Pull out every line in the items below that contains the string "branch".

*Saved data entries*
-*-*-
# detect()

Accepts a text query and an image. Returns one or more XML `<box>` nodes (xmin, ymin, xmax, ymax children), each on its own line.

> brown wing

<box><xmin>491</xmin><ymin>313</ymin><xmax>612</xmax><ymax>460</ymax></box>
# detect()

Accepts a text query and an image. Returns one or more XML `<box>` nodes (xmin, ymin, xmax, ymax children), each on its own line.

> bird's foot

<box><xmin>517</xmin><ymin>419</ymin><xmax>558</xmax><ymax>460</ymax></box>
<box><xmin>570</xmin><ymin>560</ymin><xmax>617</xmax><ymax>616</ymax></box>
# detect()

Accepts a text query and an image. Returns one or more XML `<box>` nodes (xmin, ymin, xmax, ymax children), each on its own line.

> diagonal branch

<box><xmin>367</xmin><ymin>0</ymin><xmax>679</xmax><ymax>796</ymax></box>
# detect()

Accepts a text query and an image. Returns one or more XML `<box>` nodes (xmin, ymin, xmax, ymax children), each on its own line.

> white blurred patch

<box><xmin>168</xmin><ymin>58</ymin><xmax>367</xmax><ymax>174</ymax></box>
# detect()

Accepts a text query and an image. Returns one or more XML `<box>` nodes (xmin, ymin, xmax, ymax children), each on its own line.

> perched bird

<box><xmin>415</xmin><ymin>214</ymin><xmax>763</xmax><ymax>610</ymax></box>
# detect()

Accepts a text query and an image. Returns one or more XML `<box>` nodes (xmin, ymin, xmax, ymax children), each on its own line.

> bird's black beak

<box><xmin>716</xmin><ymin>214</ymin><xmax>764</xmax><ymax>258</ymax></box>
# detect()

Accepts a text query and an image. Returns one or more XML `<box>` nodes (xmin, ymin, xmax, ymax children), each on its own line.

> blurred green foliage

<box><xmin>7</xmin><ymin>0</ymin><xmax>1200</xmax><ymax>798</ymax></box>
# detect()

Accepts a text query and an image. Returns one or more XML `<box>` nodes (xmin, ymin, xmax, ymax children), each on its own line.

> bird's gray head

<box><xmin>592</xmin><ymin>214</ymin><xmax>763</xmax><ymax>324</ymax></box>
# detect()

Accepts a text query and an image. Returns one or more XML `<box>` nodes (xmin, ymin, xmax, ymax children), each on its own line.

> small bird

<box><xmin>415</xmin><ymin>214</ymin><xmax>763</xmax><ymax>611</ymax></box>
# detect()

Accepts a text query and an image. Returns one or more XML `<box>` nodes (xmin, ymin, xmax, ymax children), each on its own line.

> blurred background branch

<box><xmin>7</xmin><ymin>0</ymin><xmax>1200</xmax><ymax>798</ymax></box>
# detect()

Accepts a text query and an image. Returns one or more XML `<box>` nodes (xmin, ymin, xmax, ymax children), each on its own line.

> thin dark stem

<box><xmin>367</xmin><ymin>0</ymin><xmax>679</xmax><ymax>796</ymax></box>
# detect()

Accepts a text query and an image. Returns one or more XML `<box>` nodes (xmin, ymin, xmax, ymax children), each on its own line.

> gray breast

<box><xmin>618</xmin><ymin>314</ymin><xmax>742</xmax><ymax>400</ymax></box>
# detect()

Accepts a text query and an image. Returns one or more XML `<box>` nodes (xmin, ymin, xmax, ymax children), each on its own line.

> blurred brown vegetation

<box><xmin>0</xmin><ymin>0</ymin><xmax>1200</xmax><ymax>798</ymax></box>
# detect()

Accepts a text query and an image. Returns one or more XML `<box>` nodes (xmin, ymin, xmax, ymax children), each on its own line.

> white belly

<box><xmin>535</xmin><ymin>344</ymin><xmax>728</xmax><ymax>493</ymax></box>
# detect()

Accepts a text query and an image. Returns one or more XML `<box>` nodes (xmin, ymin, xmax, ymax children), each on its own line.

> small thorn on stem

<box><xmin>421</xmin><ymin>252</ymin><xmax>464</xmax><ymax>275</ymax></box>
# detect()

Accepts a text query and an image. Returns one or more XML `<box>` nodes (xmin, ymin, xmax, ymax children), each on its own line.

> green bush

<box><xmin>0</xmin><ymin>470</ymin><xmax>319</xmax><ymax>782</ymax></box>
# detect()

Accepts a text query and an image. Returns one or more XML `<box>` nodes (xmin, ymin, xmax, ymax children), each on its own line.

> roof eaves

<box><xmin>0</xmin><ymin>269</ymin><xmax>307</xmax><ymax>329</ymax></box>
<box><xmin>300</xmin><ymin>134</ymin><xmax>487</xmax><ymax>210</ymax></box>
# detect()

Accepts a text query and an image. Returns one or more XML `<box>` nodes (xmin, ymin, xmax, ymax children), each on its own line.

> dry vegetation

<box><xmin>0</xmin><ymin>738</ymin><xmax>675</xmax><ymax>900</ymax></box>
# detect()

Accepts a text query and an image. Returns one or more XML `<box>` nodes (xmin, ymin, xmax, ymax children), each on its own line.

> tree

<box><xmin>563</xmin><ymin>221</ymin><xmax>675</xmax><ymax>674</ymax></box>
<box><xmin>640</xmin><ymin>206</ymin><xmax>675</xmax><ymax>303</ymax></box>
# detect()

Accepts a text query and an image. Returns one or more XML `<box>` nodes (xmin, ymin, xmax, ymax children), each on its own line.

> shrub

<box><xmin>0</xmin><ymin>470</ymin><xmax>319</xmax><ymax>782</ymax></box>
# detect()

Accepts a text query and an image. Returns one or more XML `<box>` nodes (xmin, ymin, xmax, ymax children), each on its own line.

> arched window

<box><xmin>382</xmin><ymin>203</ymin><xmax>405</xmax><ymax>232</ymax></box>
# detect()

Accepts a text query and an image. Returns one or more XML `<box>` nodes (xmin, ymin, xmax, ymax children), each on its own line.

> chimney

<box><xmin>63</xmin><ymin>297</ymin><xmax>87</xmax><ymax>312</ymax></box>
-*-*-
*Task solution*
> diagonal branch
> blurred background branch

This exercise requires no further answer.